§ **Data in this exercise**
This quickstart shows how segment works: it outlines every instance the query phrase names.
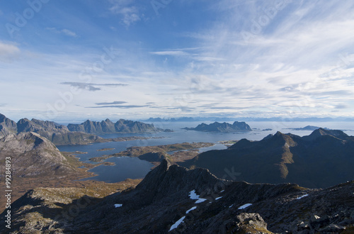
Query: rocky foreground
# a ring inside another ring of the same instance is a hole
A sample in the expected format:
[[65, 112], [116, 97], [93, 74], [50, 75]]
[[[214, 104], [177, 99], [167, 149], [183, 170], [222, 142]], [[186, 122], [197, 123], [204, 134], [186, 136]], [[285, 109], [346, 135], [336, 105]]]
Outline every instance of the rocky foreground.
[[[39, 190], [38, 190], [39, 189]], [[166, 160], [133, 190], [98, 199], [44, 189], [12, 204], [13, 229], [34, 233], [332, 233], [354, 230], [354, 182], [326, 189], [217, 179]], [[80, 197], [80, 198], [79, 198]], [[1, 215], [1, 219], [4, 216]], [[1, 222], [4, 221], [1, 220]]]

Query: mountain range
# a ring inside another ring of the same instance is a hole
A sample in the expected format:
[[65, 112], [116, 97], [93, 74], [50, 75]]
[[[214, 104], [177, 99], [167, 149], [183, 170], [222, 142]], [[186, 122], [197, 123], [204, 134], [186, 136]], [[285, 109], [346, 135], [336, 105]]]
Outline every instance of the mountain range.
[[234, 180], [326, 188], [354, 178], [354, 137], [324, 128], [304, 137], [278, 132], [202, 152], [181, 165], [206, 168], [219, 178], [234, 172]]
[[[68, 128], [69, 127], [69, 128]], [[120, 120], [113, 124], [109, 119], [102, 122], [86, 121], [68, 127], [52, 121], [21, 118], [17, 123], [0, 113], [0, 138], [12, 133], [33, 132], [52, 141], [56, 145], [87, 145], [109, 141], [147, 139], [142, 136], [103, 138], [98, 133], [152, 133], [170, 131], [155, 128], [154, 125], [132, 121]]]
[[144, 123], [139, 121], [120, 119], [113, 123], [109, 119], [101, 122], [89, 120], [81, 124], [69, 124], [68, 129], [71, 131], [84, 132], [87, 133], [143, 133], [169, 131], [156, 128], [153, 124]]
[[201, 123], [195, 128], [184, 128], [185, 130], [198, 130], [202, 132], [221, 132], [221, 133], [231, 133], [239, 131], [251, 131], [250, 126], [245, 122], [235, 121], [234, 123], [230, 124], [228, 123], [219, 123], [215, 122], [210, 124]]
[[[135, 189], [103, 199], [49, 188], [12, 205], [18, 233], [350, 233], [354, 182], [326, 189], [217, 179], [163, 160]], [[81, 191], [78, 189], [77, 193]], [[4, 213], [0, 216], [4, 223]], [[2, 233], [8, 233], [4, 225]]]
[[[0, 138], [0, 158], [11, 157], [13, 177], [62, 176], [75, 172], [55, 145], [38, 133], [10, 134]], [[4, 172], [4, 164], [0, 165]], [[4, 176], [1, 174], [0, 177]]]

* * *

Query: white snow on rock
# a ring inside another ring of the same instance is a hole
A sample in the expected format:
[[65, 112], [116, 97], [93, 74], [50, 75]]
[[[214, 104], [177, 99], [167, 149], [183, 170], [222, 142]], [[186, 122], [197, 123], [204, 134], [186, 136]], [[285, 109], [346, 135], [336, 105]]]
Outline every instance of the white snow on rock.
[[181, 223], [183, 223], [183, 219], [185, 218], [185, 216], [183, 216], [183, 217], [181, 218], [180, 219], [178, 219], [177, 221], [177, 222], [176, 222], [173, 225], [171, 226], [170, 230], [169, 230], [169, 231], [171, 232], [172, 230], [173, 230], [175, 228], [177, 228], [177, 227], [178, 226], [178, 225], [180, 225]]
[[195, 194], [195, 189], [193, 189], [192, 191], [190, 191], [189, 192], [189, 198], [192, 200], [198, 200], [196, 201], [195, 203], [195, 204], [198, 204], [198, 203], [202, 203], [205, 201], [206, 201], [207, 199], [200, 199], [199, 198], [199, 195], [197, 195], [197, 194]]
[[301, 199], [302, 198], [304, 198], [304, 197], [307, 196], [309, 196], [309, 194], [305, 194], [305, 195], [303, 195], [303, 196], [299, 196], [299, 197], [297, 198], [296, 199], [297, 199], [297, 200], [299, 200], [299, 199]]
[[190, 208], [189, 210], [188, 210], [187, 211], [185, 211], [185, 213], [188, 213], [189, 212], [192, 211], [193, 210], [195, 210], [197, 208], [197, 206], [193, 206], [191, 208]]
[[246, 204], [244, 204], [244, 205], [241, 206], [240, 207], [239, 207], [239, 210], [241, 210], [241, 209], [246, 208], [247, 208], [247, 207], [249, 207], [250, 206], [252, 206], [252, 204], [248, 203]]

--

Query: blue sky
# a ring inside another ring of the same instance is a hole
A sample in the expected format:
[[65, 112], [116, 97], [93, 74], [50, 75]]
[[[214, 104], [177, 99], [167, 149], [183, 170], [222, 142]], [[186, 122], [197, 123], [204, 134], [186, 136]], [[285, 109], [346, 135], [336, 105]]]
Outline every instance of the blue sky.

§ **What is expected**
Reproduce the material starting at the line containing "Query: white snow on rock" and ending at the line containing "204], [248, 203]]", with "hole" changed to "gap" and nothing else altered.

§ **Exercise response**
Query: white snow on rock
# a ring inside another ring of the same instance is a gap
A sample in the expected format:
[[65, 112], [116, 97], [93, 74], [50, 75]]
[[[214, 104], [177, 99], [167, 149], [183, 170], [222, 142]], [[186, 122], [197, 123], [204, 134], [186, 136]], [[285, 109], [346, 135], [336, 105]]]
Outline every instance of the white snow on rock.
[[181, 223], [183, 223], [183, 219], [185, 218], [185, 216], [183, 216], [183, 217], [181, 218], [180, 219], [178, 219], [177, 221], [177, 222], [176, 222], [173, 225], [171, 226], [170, 230], [169, 230], [169, 231], [171, 232], [172, 230], [173, 230], [175, 228], [177, 228], [177, 227], [178, 226], [178, 225], [180, 225]]
[[195, 194], [195, 189], [193, 189], [192, 191], [190, 191], [189, 192], [189, 198], [192, 200], [198, 200], [196, 201], [195, 203], [195, 204], [198, 204], [198, 203], [202, 203], [205, 201], [206, 201], [207, 199], [200, 199], [199, 198], [199, 195], [197, 195], [197, 194]]
[[301, 199], [302, 198], [304, 198], [304, 197], [307, 196], [309, 196], [309, 194], [305, 194], [305, 195], [303, 195], [303, 196], [299, 196], [299, 197], [297, 198], [296, 199], [297, 199], [297, 200], [299, 200], [299, 199]]
[[190, 208], [189, 210], [188, 210], [187, 211], [185, 211], [185, 213], [188, 213], [189, 212], [192, 211], [193, 210], [195, 210], [197, 208], [197, 206], [193, 206], [191, 208]]
[[246, 204], [244, 204], [244, 205], [241, 206], [240, 207], [239, 207], [239, 210], [241, 210], [241, 209], [246, 208], [247, 208], [247, 207], [249, 207], [250, 206], [252, 206], [252, 204], [248, 203]]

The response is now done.